--- start ---

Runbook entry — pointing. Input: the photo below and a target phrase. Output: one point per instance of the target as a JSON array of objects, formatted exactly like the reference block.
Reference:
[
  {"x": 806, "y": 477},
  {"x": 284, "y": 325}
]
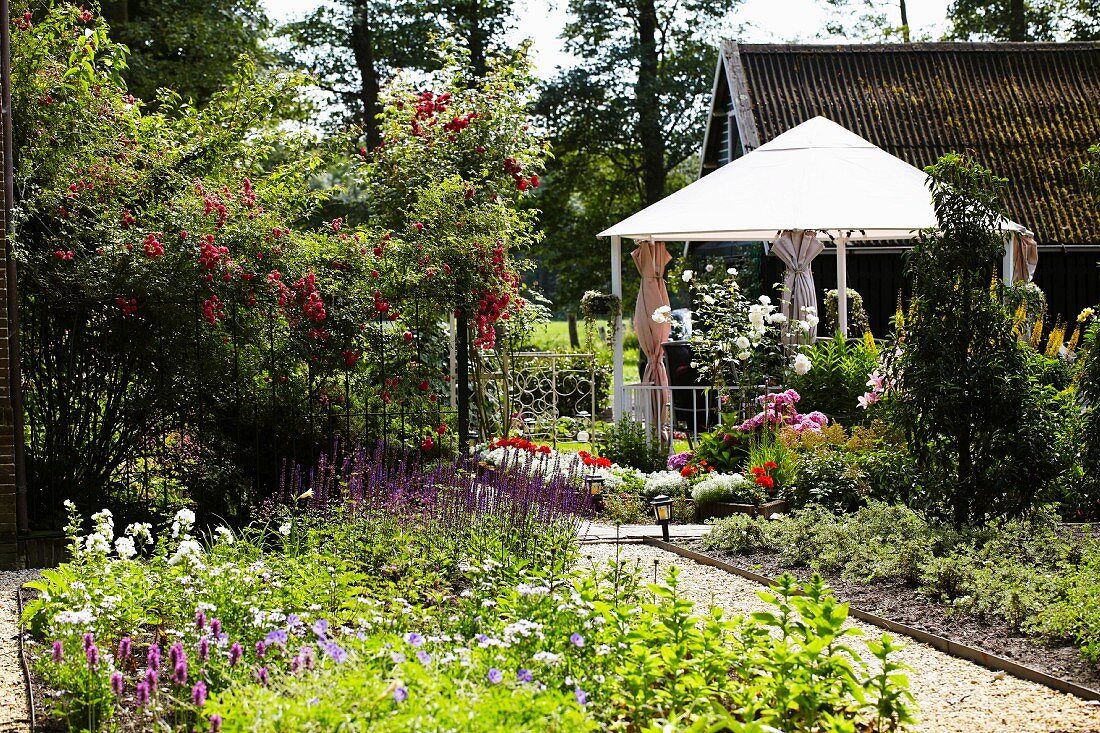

--- end ---

#### Exercise:
Extract the text of the records above, reproducing every line word for word and leaving out the pictures.

#### Correct output:
Runbook entry — pointing. Input: the photo below and a target phrase. Output: one point per instance of the target as a JSON array of objects, formatted exactly like the reference block.
Reference:
[
  {"x": 806, "y": 477},
  {"x": 284, "y": 325}
]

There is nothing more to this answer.